* **Prompt**
Transcribe the listing verbatim, please, with images dropped.

* **Input records**
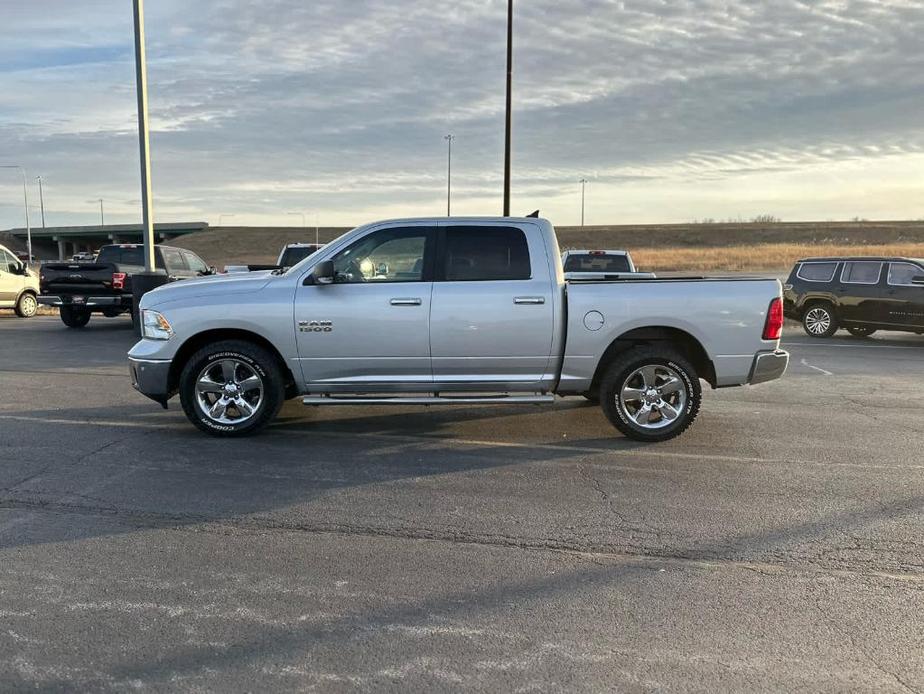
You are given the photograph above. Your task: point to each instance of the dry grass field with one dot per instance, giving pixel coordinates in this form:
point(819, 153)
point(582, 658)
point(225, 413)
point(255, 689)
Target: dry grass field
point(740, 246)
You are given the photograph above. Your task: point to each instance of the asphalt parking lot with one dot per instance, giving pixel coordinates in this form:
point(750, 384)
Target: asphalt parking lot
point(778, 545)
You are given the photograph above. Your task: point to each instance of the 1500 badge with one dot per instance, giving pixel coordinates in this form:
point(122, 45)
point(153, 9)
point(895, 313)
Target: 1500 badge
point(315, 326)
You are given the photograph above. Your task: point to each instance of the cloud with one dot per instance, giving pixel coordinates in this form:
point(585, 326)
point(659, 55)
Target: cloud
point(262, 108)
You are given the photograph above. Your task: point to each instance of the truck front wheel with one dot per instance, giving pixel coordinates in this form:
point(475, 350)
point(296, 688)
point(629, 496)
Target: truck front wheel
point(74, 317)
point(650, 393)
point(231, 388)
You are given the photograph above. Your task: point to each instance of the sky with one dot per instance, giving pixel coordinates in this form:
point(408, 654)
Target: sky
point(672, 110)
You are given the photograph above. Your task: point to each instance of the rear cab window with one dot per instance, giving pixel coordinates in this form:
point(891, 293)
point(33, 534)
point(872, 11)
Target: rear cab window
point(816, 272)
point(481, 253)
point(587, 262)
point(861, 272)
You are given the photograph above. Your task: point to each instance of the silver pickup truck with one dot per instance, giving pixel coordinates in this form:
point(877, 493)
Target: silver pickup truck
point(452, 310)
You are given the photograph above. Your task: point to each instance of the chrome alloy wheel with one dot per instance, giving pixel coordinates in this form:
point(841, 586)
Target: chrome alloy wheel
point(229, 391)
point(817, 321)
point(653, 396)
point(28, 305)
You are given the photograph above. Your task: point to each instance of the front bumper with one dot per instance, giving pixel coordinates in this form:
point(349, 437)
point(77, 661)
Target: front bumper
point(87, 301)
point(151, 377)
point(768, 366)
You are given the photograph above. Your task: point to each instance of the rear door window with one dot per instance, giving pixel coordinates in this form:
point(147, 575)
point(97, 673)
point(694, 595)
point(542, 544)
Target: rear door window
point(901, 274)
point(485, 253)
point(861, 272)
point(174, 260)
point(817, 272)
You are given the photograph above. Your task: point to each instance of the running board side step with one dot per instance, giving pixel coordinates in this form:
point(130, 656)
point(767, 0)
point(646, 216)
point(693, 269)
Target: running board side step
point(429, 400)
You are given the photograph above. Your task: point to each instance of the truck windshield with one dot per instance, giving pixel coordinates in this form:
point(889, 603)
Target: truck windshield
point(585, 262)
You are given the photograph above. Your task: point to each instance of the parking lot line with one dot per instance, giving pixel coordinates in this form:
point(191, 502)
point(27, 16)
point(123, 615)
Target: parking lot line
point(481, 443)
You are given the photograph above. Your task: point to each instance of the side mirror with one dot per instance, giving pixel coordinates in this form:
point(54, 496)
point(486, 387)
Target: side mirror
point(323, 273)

* **Response below**
You are given the photograph above. Your task: point to each instance of the dry grass field with one dot per instance, giving pixel coordinates in this form:
point(819, 153)
point(582, 658)
point(225, 413)
point(255, 689)
Target: dry grass field
point(740, 246)
You are given the photograph above. Your task: point to each instance of the asphalt parking lot with one dot per instance, giving pixel coordinates in this form:
point(750, 384)
Target: asphalt parking lot
point(778, 545)
You are given the photograph above. Your task: point to each instance of the 1500 badge with one dot per instance, giving pixel coordinates in this form:
point(122, 45)
point(153, 9)
point(895, 313)
Target: 1500 badge
point(315, 326)
You are given the photograph above. Your task: point to each instance of the cloud with one dot per instance, giving pixel coordinates in this form:
point(585, 326)
point(659, 55)
Target: cloud
point(262, 108)
You are given the photograph above. Your task: point to each instance of the truck front wheel with one dot per instance, giving pixel coordinates in this form:
point(475, 350)
point(296, 688)
point(629, 496)
Target: truck front wheel
point(74, 317)
point(650, 393)
point(231, 388)
You are given the photograph above. Your task: point to each instance of the sky with one dot per instance, giving pixel coordinates in this form:
point(408, 654)
Target: sky
point(672, 110)
You are given the photograph above. Your task: point to each instance of the rear cab window with one dot per instance, giving pixel coordinates in this form:
point(891, 293)
point(33, 534)
point(872, 11)
Target: rear cab window
point(816, 272)
point(481, 253)
point(587, 262)
point(861, 272)
You are given the photograph above. Your task: point to each instance of the silver pickup truck with one dot per instance, giving pixel coordinates in this form:
point(877, 493)
Target: silver pickup truck
point(452, 310)
You are given the photograph above. Your task: point to each instance of the chrome alloy wheel with one dot per instance, giving pixel coordinates in this form:
point(841, 586)
Target: chrome alloy wheel
point(229, 391)
point(817, 321)
point(653, 396)
point(28, 305)
You are given the photograph above. Your task: point to each instance of the front bumper with one dot per instance, giving pixel coordinates in this form:
point(349, 437)
point(77, 661)
Target: front bumper
point(87, 301)
point(151, 377)
point(768, 366)
You are given the photograph above. Your task: point to each instance of the rear door window with one dot per instance, giving pixel coordinates in this form:
point(147, 575)
point(97, 673)
point(694, 595)
point(542, 544)
Target: rear door window
point(901, 274)
point(485, 253)
point(861, 272)
point(174, 260)
point(817, 272)
You are given the photograph above. Your task: point to each instance of the running board side step with one dot per instance, giving pixel coordinates in this form:
point(130, 656)
point(767, 0)
point(646, 216)
point(693, 269)
Target: running board side step
point(429, 400)
You are given the photograph above. Your task: point to each instance of the truck windshield with one dot per instance, giving pixel coordinates in this form:
point(889, 603)
Target: truck windshield
point(585, 262)
You are given the photograph above. Your task: point to each instance of the parking lot line with one dot per instance, giving pixel coordinates in this form:
point(191, 502)
point(27, 16)
point(123, 615)
Target: parking lot line
point(481, 443)
You are given the photograph above. Your task: point to each instance of the side mirror with one dot per instance, giving pixel coordinates in this form:
point(54, 496)
point(486, 387)
Target: side mirror
point(323, 273)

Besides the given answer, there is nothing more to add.